- **YOUR GOAL**
Lay out every line of the records below as a Markdown table with two columns, Row and Line. Number the rows and leave out blank lines.
+++
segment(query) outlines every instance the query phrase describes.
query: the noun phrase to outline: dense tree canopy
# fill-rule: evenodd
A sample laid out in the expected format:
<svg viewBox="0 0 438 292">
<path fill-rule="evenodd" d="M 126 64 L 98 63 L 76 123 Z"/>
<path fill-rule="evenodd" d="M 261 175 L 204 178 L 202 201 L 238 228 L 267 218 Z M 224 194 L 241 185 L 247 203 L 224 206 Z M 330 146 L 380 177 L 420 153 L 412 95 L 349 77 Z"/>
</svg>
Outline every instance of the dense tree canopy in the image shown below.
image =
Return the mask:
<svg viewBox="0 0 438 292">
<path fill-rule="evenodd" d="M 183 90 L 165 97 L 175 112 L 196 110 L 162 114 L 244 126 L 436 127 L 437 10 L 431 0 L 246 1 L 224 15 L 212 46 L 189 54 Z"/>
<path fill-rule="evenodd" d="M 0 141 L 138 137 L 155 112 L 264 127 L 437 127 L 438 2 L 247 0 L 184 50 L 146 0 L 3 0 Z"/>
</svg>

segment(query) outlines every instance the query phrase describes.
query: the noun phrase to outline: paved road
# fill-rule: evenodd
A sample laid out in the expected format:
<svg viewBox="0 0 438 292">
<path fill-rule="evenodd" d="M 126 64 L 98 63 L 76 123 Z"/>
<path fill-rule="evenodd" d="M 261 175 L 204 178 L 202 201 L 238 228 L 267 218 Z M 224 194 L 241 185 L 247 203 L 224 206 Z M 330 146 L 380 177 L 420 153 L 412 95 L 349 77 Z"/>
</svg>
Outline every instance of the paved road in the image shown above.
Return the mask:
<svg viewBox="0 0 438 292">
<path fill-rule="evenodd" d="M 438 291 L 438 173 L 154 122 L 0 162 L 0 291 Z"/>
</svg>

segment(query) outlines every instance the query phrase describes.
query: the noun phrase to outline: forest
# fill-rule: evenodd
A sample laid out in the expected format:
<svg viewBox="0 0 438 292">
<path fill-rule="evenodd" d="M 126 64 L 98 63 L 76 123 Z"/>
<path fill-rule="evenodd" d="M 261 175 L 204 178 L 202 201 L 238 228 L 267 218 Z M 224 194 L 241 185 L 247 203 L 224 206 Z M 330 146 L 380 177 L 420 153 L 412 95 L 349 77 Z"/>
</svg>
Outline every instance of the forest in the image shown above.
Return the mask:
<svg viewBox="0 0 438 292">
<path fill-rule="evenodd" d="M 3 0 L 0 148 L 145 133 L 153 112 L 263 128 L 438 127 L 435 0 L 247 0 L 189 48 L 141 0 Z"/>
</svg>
+++
- **EXERCISE SOLUTION**
| Row | Line |
|---|---|
| 1 | segment(query) outlines every instance the query phrase describes. |
| 2 | query: the noun phrase to outline: dense tree canopy |
| 3 | # fill-rule: evenodd |
| 4 | A sample laid out in the expected format: |
| 5 | <svg viewBox="0 0 438 292"> |
| 6 | <path fill-rule="evenodd" d="M 126 64 L 98 63 L 76 123 Z"/> |
| 7 | <path fill-rule="evenodd" d="M 261 175 L 204 178 L 202 201 L 238 228 L 267 218 Z M 224 194 L 241 185 L 247 203 L 224 206 Z M 330 146 L 380 177 L 420 153 L 412 95 L 349 77 Z"/> |
| 8 | </svg> |
| 9 | Outline every instance of the dense tree canopy in the image shown below. |
| 10 | image = |
| 11 | Return the mask: |
| 12 | <svg viewBox="0 0 438 292"> |
| 13 | <path fill-rule="evenodd" d="M 183 90 L 165 97 L 175 112 L 196 110 L 162 114 L 244 126 L 436 127 L 437 10 L 431 0 L 246 1 L 224 15 L 212 46 L 189 54 Z"/> |
| 14 | <path fill-rule="evenodd" d="M 0 141 L 138 137 L 155 112 L 264 127 L 437 127 L 438 2 L 247 0 L 184 50 L 146 0 L 3 0 Z"/> |
| 15 | </svg> |
| 16 | segment(query) outlines every instance the query phrase describes. |
| 17 | query: the noun phrase to outline: paved road |
| 18 | # fill-rule: evenodd |
| 19 | A sample laid out in the expected format: |
| 20 | <svg viewBox="0 0 438 292"> |
| 21 | <path fill-rule="evenodd" d="M 126 64 L 98 63 L 76 123 Z"/> |
| 22 | <path fill-rule="evenodd" d="M 261 175 L 204 178 L 202 201 L 238 228 L 267 218 Z M 224 194 L 241 185 L 247 203 L 224 206 Z M 330 146 L 380 177 L 420 153 L 412 95 L 349 77 Z"/> |
| 23 | </svg> |
| 24 | Outline every instance of the paved road in the image shown above. |
| 25 | Return the mask: |
| 26 | <svg viewBox="0 0 438 292"> |
| 27 | <path fill-rule="evenodd" d="M 438 291 L 438 173 L 154 122 L 0 162 L 0 291 Z"/> |
| 28 | </svg> |
| 29 | segment(query) outlines every instance the query phrase describes. |
| 30 | query: the noun phrase to outline: forest |
| 31 | # fill-rule: evenodd |
| 32 | A sample laid out in the expected format: |
| 33 | <svg viewBox="0 0 438 292"> |
| 34 | <path fill-rule="evenodd" d="M 126 64 L 98 63 L 76 123 Z"/> |
| 35 | <path fill-rule="evenodd" d="M 261 175 L 204 178 L 202 201 L 238 228 L 267 218 Z M 224 194 L 241 185 L 247 203 L 224 206 Z M 330 146 L 380 177 L 420 153 L 412 95 L 349 77 Z"/> |
| 36 | </svg> |
| 37 | Outline every instance of the forest in the image shown above. |
| 38 | Return the mask: |
| 39 | <svg viewBox="0 0 438 292"> |
| 40 | <path fill-rule="evenodd" d="M 3 0 L 0 148 L 145 133 L 153 112 L 263 128 L 438 127 L 435 0 L 247 0 L 189 48 L 141 0 Z"/> |
| 41 | </svg> |